▶ **YOUR TASK**: Format every line of the items below as a single numbered list, skipping blank lines and omitting the pictures.

•••

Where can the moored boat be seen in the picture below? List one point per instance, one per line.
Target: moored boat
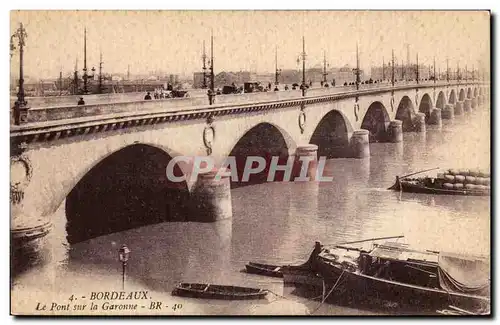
(265, 269)
(397, 272)
(302, 277)
(214, 291)
(450, 182)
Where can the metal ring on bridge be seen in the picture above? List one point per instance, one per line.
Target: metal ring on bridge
(208, 138)
(21, 172)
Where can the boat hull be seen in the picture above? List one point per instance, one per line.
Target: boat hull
(417, 188)
(369, 286)
(302, 277)
(264, 269)
(218, 292)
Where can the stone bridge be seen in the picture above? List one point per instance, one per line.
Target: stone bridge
(97, 163)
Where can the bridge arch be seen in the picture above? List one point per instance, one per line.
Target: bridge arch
(376, 121)
(425, 106)
(441, 100)
(461, 95)
(265, 140)
(331, 135)
(127, 188)
(405, 113)
(453, 97)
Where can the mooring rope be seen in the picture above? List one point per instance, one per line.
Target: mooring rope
(326, 297)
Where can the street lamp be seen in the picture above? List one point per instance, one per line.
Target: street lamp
(124, 254)
(21, 105)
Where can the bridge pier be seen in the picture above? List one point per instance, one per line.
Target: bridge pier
(435, 118)
(467, 105)
(211, 198)
(459, 108)
(360, 144)
(419, 122)
(309, 155)
(448, 112)
(395, 131)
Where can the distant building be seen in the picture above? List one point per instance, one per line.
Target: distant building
(346, 74)
(198, 80)
(228, 78)
(401, 72)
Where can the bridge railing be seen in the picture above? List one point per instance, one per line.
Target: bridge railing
(168, 105)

•••

▶ **ANSWER TO THE EXERCISE**:
1. Where can the moored boat be seen in the picture below? List one point per instance, one per line.
2. Target: moored boat
3. (265, 269)
4. (397, 272)
5. (302, 277)
6. (214, 291)
7. (450, 182)
8. Where can the metal ring on bridge be seen in the picture above? List one point per instance, one per line.
9. Target: metal ring on bridge
10. (208, 138)
11. (21, 172)
12. Where can the boat hull be seen in the picture above? List one point per instance, one per line.
13. Target: boat hull
14. (417, 188)
15. (369, 286)
16. (302, 277)
17. (264, 269)
18. (218, 292)
19. Where can the stone bridge be seen in the picture above? List one point per instance, one per line.
20. Target: stone bridge
21. (97, 163)
22. Where can the bridge arch be seen in the picture above? List one point per instance, one per line.
23. Target: bridge arch
24. (376, 121)
25. (425, 106)
26. (441, 100)
27. (461, 95)
28. (265, 140)
29. (331, 135)
30. (127, 188)
31. (405, 113)
32. (453, 97)
33. Where can the mooring rope be seen in the picture above? List one point per instance, one per line.
34. Target: mooring rope
35. (326, 297)
36. Where can the street lamp be seen in the picture above? List one point per instance, one per line.
37. Target: street lamp
38. (124, 254)
39. (21, 105)
40. Where can the bridge pier be seen in the picture above? List one point per instance, one per line.
41. Target: bridge pier
42. (435, 118)
43. (467, 105)
44. (211, 198)
45. (459, 108)
46. (360, 144)
47. (419, 122)
48. (309, 155)
49. (448, 112)
50. (395, 131)
51. Where can the distant building be seen in the picture above? List one point per instance, one per line.
52. Target: distant building
53. (346, 74)
54. (198, 80)
55. (228, 78)
56. (401, 72)
57. Where can the bridge railing be seen in the picture above? List one point per instance, one per line.
58. Target: bridge railing
59. (168, 105)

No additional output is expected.